Reply with every entry, repeated exactly as given.

* Stored data entries
━━━━━━━━━━━━━━━━━━━━━━━━━━━━━━

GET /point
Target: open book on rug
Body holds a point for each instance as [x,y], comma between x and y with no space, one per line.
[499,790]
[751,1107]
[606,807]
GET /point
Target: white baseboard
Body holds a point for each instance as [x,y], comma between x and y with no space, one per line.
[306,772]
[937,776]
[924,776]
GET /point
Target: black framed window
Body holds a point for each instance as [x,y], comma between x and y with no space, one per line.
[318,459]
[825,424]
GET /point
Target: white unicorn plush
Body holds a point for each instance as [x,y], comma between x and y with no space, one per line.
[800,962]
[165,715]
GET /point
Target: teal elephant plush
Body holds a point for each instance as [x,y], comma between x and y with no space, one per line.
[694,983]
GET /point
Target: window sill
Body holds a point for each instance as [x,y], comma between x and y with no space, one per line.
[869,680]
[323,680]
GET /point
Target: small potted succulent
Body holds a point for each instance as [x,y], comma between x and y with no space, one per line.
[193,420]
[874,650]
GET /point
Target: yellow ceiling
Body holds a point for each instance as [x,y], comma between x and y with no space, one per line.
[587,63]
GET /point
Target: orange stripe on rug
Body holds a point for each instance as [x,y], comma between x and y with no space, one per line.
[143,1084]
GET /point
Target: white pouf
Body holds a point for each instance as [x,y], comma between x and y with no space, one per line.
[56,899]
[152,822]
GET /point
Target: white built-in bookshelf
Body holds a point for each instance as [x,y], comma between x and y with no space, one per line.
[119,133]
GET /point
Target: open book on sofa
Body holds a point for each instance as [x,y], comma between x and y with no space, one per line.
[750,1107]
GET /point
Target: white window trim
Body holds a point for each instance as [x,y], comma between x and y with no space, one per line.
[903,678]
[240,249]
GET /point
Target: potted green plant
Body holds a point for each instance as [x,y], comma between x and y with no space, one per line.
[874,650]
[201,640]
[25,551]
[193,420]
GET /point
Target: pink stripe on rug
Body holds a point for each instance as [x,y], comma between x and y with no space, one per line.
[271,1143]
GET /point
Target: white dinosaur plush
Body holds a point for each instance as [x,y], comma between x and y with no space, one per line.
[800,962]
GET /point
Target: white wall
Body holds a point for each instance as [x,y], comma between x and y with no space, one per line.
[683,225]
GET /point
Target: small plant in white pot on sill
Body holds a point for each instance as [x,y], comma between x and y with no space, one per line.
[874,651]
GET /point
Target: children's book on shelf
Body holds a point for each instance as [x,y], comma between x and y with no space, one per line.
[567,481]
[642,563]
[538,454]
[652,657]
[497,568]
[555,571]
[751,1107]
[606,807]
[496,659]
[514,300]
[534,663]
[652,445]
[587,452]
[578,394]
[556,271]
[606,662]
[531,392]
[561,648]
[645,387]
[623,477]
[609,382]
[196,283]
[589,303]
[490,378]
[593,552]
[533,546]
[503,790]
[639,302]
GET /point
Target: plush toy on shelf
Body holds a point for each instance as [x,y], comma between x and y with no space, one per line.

━━━━━━━━━━━━━━━━━━━━━━━━━━━━━━

* Task answer
GET /point
Target: open book on rug
Body holds a point for each instance as [x,y], comma between x and y with no space, one per line.
[499,790]
[751,1107]
[606,807]
GET /point
Target: white baseboard
Body holds a point for each instance as [x,y], comma between x and y with no space, one per line.
[306,772]
[937,776]
[924,776]
GET /point
Target: black framed window
Body holds a point for each instance as [x,y], comma between x and y with no space, one per line.
[318,459]
[825,424]
GET /point
Target: white unicorn plush
Body holds a point for each instance as [x,y], comma between x and y with no space, one per line.
[800,962]
[165,715]
GET /point
Target: teal elephant plush
Body holds a point for each instance as [x,y], comma between x and y with no space, one per line.
[694,983]
GET /point
Target: window sill
Body holds a point for each instance as [x,y], comma between x and y with no space, one per line.
[869,680]
[323,680]
GET /point
Target: small potted succulent
Body holds a point for each instance as [x,y], comma between x and y with no space, one per line.
[193,420]
[874,650]
GET /point
Target: yellow ceiling
Body holds a point for each instance as [x,y], comma between x and y with no space, one per line.
[587,63]
GET /point
Target: orange stripe on rug
Body holds a point for each instance as [x,y], comma between x and y with no space, one per line.
[143,1084]
GET /point
Target: white pouf
Body holds a point for each instance as [x,y], comma between x and y with no space, one per line.
[56,899]
[152,822]
GET /point
Target: white built-in bookshelf
Body holds a point for each instance as [x,y], comma between x and y with no space, one per line.
[119,133]
GET /point
Target: open book on sofa
Body holds a point for each instance as [x,y], comma between x and y with no space, one per line.
[750,1107]
GET /point
Target: white window trim
Body holds a point for each instance as [x,y], comma between x and y with no space, one per line.
[903,678]
[240,249]
GET /point
Target: potted green plant
Body holds a point for each instance as [x,y], comma between x and y with no space, one per line.
[874,650]
[201,640]
[25,551]
[193,420]
GET /point
Target: pink stripe on rug
Body holds a point for each instance as [x,y], comma between x and y with no space, one per line.
[271,1143]
GET /point
Target: white dinosaur plush
Body holds a point for each instance as [x,y], comma between x and y with no space, one per line.
[800,962]
GET /point
Target: white wall
Body holds a point for each instance as [x,y], comma between x and y with no space, one per line.
[683,225]
GET /point
Target: small plant in white pot on sill
Body holds a point for each instance as [x,y], comma between x and y with no space, one per line.
[874,651]
GET /point
Target: children's book on shelf
Body holds a point for each instance as [x,y], comma between x and y with no space, one per line.
[567,481]
[642,563]
[538,454]
[652,657]
[497,568]
[555,571]
[751,1107]
[606,807]
[496,659]
[514,300]
[534,663]
[652,445]
[587,452]
[578,394]
[556,271]
[606,662]
[531,392]
[561,648]
[645,387]
[623,477]
[609,382]
[196,283]
[589,303]
[490,378]
[593,552]
[533,546]
[503,790]
[639,302]
GET /point
Target: plush toy on shelf
Body holds a point for each instance as [x,y], comma between x and y with no space, one per line.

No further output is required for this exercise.